[Text under study]

.....

Bioluminescent virion shells: new tools for quantitation of AAV vector dynamics in cells and live animals

Abstract

Current technologies for visualizing infectious pathways of viruses rely on fluorescent labeling of capsid proteins by chemical conjugation or genetic manipulation. For noninvasive in vivo imaging of such agents in mammalian tissue, we engineered bioluminescent Gaussia luciferase-tagged Adeno-associated viral (gLuc/AAV) vectors. The enzyme was incorporated into recombinant AAV serotypes 1, 2 and 8 capsids by fusing to the N-terminus of the VP2 capsid subunit to yield bioluminescent virion shells. The gLuc/AAV vectors were used to quantify kinetics of cell-surface-binding by AAV2 capsids in vitro. Bioluminescent virion shells displayed an exponential decrease in luminescent signal following cellular uptake in vitro. A similar trend was observed following intramuscular injection in vivo, although the rate of decline in bioluminescent signal varied markedly between AAV serotypes. gLuc/AAV1 and gLuc/AAV8 vectors displayed rapid decrease in bioluminescent signal to background levels within 30 min, whereas the signal from gLuc/AAV2 vectors persisted for over 2 h. Bioluminescent virion shells might be particularly useful in quantifying dynamics of viral vector uptake in cells and peripheral tissues in live animals.

Figure 1

Schematic featuring transfection protocol for production of bioluminescent AAV capsids. Plasmids pVp2gLuc and pXR-ACA are transfected at indicated ratios (total 10μg/15cm plate) along with helper Ad genes (pXX6-80) and packaging construct (pTR-GFP) in HEK 293 cells as described previously (13). Bioluminescent virion shells are generated when the Vp2gLuc protein is incorporated into AAV capsids containing Vp1 and Vp3 proteins at endogenous levels.

Figure 2

Functional characterization of gLuc/AAV capsids generated by transfecting 0:100; 5:95 or 10:90 ratio of plasmids pVp2gLuc and pXR2ACA. (A) Light emission from gLuc/AAV2 capsids was quantified using a Victor2® plate reader following incubation of viral fractions with coelenterazine (CLZ, 40μg/mL) substrate in 0.1M Tris buffer containing 0.6M NaCl. Average values from two different viral preparations is shown. (B) Representative fluorescence micrographs of GFP transgene expression in HEK293 cells obtained at 24hrs post-transduction with AAV2-GFP vectors (MOI 1000) containing different levels of Vp2gLuc.

.....

[Extracted information]

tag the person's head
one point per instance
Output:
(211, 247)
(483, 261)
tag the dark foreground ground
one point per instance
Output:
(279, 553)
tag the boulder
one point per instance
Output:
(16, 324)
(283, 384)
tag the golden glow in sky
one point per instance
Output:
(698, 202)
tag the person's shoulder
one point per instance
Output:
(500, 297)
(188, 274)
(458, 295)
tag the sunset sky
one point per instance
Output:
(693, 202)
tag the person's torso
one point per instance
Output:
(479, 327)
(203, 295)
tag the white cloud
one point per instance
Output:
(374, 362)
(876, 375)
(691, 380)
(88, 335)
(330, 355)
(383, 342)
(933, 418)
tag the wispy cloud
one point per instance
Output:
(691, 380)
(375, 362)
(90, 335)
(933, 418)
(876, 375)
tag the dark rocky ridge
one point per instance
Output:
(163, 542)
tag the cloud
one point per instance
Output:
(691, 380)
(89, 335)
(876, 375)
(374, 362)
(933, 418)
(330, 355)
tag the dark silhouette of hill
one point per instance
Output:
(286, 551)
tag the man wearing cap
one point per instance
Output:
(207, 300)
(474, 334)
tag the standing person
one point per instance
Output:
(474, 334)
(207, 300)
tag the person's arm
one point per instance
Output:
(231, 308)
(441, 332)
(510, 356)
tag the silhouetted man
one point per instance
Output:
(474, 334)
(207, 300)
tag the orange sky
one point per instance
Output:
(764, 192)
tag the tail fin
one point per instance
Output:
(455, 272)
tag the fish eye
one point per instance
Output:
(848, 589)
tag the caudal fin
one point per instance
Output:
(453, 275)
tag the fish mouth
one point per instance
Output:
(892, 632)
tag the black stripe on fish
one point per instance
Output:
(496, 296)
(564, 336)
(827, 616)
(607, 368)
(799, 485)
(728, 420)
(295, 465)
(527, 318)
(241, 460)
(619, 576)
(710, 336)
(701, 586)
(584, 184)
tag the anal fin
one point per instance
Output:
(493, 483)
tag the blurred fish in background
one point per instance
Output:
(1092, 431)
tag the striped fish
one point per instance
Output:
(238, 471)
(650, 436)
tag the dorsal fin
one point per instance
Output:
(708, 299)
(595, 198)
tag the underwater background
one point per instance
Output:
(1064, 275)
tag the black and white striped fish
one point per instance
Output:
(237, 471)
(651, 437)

.....

[The task]
Continue the text on bioluminescent AAV virion shells, picking up right after its last sentence. The lines play no part in this text.

[Response]
Figure 3

Cell surface binding and uptake assays with gLuc/AAV2 capsids. (A) HelaS3 cells were incubated with gLuc/AAV2 particles (filled dots) or gLuc/AAV2 particles pre-incubated with heparin (open dots) at an MOI 10,000 at 4°C in DMEM containing 10% FBS. Aliquots of 10⁶ cells were removed at different time intervals and cell-associated bioluminescence quantified using CLZ substrate as described earlier. (B) HelaS3 cells pre-incubated with gLuc/AAV2 particles (MOI 10,000) for 2hrs at 4°C were pelleted, washed and incubated in DMEM-FBS at 37°C. Aliquots of 10⁷ cells were removed at different time intervals, lysed and cell-associated bioluminescence quantified using CLZ substrate as described above. All experiments were performed in triplicate. Error bars represent standard deviations.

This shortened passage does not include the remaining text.